:: ENTRIES PROVIDED ::
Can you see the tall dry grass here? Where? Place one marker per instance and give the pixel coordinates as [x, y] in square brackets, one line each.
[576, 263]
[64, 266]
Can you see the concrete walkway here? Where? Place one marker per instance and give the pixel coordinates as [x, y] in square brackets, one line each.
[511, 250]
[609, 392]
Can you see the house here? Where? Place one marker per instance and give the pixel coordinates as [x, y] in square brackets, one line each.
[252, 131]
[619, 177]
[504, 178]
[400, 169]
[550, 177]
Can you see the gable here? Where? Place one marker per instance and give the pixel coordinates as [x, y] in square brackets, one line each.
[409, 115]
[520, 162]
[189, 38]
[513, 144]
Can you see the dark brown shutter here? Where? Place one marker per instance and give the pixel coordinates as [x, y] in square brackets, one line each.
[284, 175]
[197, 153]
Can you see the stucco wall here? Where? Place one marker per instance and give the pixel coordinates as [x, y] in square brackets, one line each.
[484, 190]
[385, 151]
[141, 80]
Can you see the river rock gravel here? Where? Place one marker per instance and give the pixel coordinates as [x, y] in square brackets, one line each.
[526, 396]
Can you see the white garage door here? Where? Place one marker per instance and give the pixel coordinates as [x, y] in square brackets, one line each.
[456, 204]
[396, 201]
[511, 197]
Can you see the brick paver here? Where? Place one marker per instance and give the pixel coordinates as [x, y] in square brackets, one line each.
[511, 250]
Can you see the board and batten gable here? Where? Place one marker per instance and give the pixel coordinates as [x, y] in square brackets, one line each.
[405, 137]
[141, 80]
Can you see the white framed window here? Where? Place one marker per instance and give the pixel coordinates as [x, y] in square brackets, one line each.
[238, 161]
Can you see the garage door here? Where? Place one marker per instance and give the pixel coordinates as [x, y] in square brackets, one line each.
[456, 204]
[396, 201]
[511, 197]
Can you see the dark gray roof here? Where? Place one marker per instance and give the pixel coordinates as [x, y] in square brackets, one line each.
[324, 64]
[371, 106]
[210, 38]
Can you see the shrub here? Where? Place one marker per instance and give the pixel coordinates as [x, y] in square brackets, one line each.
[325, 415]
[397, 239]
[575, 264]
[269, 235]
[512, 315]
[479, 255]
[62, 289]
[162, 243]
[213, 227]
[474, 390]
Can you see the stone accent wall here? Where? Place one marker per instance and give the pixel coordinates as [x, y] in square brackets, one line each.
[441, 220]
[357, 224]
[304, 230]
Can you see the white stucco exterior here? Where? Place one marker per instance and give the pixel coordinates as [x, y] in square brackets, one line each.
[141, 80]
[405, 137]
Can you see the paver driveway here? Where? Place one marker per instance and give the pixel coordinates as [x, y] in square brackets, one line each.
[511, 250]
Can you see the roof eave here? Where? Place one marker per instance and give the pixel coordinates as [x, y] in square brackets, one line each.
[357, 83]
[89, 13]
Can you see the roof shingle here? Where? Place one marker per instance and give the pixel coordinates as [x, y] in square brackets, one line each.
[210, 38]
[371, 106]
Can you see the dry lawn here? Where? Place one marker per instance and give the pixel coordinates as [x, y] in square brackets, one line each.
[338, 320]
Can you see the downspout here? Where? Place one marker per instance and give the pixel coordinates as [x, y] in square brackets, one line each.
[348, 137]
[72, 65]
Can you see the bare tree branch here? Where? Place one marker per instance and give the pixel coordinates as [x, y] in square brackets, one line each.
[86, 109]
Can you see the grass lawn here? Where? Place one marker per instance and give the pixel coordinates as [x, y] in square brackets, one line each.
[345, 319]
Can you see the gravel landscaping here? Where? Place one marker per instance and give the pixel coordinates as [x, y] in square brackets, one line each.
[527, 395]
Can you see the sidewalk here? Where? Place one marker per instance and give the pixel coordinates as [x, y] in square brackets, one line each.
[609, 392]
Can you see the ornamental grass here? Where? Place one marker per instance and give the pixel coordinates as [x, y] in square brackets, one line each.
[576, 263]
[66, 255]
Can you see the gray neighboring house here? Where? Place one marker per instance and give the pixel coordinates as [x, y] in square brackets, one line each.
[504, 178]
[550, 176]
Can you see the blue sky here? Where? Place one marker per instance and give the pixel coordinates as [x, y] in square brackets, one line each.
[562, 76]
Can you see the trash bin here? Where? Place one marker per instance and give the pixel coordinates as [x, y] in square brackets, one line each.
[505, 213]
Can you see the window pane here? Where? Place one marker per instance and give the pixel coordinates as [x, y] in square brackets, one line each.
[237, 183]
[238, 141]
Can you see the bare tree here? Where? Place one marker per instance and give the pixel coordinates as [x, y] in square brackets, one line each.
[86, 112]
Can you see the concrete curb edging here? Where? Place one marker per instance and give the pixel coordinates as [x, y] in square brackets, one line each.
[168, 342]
:::
Your answer must be an exact transcription of every record above.

→ EXPECTED ANSWER:
Can you see the tall dry grass here? Where? Place one marker per instance and give the pixel coordinates as [x, y] in square brackets, one line each.
[576, 263]
[64, 266]
Can you see the concrete walkway here? Where? Place one marker per instance and give the pixel coordinates as [x, y] in square brackets, one line each.
[511, 250]
[609, 392]
Can you see the house here? Where? Place one marker per instance and give the pixel coordinates as [x, y] in square brackets, one line each.
[252, 131]
[619, 177]
[504, 178]
[400, 169]
[550, 177]
Can you see the gable here? Where? Place one marker per instance and give the pixel coordinates as [x, y] in square brackets, one line each.
[409, 115]
[520, 162]
[189, 38]
[513, 144]
Can you see the dark brown shutter here? Where? Place one marker per instance and give the pixel coordinates as [x, y] in square brackets, one line each.
[284, 175]
[197, 153]
Can you see the stucco wall here? Where? Place one marker per instance and give the pixel coordinates as [x, y] in square brackets, one line each.
[484, 190]
[385, 151]
[141, 80]
Can you see the river rock gravel here? Where? Place one marker per instance and give the pixel coordinates as [x, y] in square brackets, one line each.
[526, 396]
Can you see the white garage door here? Where? Place one marker per instance and give the pixel coordinates as [x, y] in square brackets, one line each.
[456, 204]
[396, 201]
[511, 197]
Can you see the brick paver here? Where? Place one marker per instance and give the pixel coordinates as [x, y] in square brackets, one line each.
[511, 250]
Can you see the board and batten gable here? Where? Place one marker per instance and give the pixel coordinates as [x, y] in square brackets, one line each.
[405, 137]
[141, 80]
Can you see the white framed window here? Where? Place one marker per instance and give the pixel coordinates as [x, y] in square brackets, one line each.
[238, 161]
Can you see the garage door here? Where? Place one marker per instance and give the pixel coordinates as [x, y] in square brackets, one line each.
[456, 204]
[396, 201]
[511, 197]
Can you see the dark gray roof here? Where? Place one marker per instance and give the pixel coordinates as [x, y] in square brackets, one line each.
[324, 64]
[371, 106]
[210, 38]
Can you see the shrub here? Where? Place one marker per instance and give the pixel coordinates as [x, y] in square brackets, one line each.
[325, 415]
[397, 239]
[575, 264]
[269, 235]
[512, 315]
[479, 255]
[62, 289]
[162, 243]
[213, 227]
[474, 390]
Can you see the stone accent wall here? Where? Place one marker per instance and give the pixel coordinates as [x, y] in square brackets, one line each.
[441, 220]
[357, 224]
[304, 230]
Can you see the white stucco exterior here? Where? Place one marker per instance and give the pixel coordinates as [x, y] in square brackets, one line each.
[141, 80]
[405, 137]
Can you see the paver driveway here? Where? Place one marker per instance and give the pixel coordinates as [x, y] in square brackets, one line each.
[511, 250]
Can you see the roof eave here? Where? Place one marker per instance and give the pixel coordinates as [x, y] in square brackets, one line each.
[357, 83]
[89, 13]
Can you see the roof shingle here? Where? Place one marker per instance and give the pixel coordinates as [x, y] in square brackets, one line each.
[210, 38]
[371, 106]
Can you see the dry lawn here? Where? Place one marker per instance and give the pixel coordinates as [x, y] in square brackets, one line each.
[338, 320]
Can you see the downspout here? Where? Place one marker per instance and give the pixel coordinates as [x, y] in square brackets, one line each.
[348, 137]
[72, 65]
Can you see the bare tree branch here? Where? Place one marker per instance and give the pixel coordinates as [x, y] in square brackets, one line each.
[86, 109]
Can you see the grass lawn here? Where? Place one marker per instance and give the pixel coordinates as [x, y] in square brackets, one line each.
[345, 319]
Can you see the gravel landscaping here? Where? Place one marker per instance and give the pixel coordinates as [x, y] in square brackets, one line each.
[527, 395]
Can you see the sidewalk here? Where? Place one marker per instance and give the pixel coordinates as [x, y] in square brackets, one line each.
[609, 392]
Can you see the ornamental grass here? Where? Place one marker per instance and give the pixel coordinates as [x, y] in square brackets, one line each.
[576, 263]
[66, 255]
Can you see the gray neighboring house here? Where? Place one marker per instance and give the pixel coordinates as [x, y] in square brackets, one line each.
[504, 178]
[550, 176]
Can you see the blue sky here? Where? Place one marker per instance and give the pixel coordinates as [x, y] in square brackets, one line each.
[562, 76]
Can you see the trash bin here? Where? Place one marker per instance and give the pixel coordinates as [x, y] in square brackets, one line each.
[505, 213]
Can you see the window pane here? Where? Place one marker per instance and give the pixel coordinates as [x, y] in square brackets, one line each.
[237, 183]
[238, 141]
Can you see the bare tree here? Where? Place one marker per instance and give the pixel coordinates as [x, y] in square brackets, one line each.
[86, 112]
Can you see the concrete curb edging here? Where? Place one marker per instance and give the pixel coordinates as [x, y] in square brackets, one line each.
[168, 342]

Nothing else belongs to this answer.